** Start PASSAGE PROVIDED **

The Boston Diaries

The ongoing saga of a programmer who doesn't live in Boston, nor does he even like Boston, but yet named his weblog/journal “The Boston Diaries.”

Go figure.

Monday, September 25, 2023

Changing the historical record of my blog

Twenty-one years ago I was worried about loosing the historical presentation of my blog both because it was template driven, and through the use of CSS. Changes that effect everything at once certainly appeared quite Orwellian to me, although I might be in a very small minority in worring about this.

And yet, since then, I've tweaked the CSS quite a bit since I wrote that. I figure I'm not changing the content, so it's okay. right?

It was over a year ago when I noticed that a lot of my earlier entries had the initial paragraph shifted over to the left, due to a change in the template file I made around 2003. The old template had an initial <P> tag so I didn't have to type it, and the new one removed said tag. That left maybe a thousand posts (give or take) that needed fixing. I started doing the job manually at first, then gave up at the sheer number of posts to fix. Again, it was not changing the content but fixing the presentation. And it bothered me that there were posts that weren't formatted correctly.

** End PASSAGE PROVIDED **

REQUIRED ACTIONS:
1. Output everything from "The ongoing saga" down to "worring about this." in the blog post, copying it exactly.
2. Rename "zone-occupancy summary" to "area-usage report" in everything from the line of the listing containing "of the welding" down to the end of the listing, leaving all else unchanged. Give back only those lines.

** Start ENTRIES PROVIDED **

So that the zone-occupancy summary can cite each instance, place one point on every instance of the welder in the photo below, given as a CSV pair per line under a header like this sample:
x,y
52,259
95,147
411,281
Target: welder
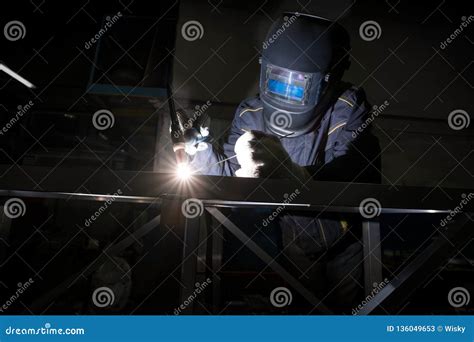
x,y
305,124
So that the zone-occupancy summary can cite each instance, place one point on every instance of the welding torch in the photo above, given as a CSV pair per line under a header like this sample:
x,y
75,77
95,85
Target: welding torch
x,y
184,132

** End ENTRIES PROVIDED **

WRITTEN ANSWERS:
1.
The ongoing saga of a programmer who doesn't live in Boston, nor does he even like Boston, but yet named his weblog/journal “The Boston Diaries.”

Go figure.

Monday, September 25, 2023

Changing the historical record of my blog

Twenty-one years ago I was worried about loosing the historical presentation of my blog both because it was template driven, and through the use of CSS. Changes that effect everything at once certainly appeared quite Orwellian to me, although I might be in a very small minority in worring about this.

2.
So that the area-usage report can cite each instance, place one point on every instance of the welding torch in the photo above, given as a CSV pair per line under a header like this sample:
x,y
75,77
95,85
Target: welding torch
x,y
184,132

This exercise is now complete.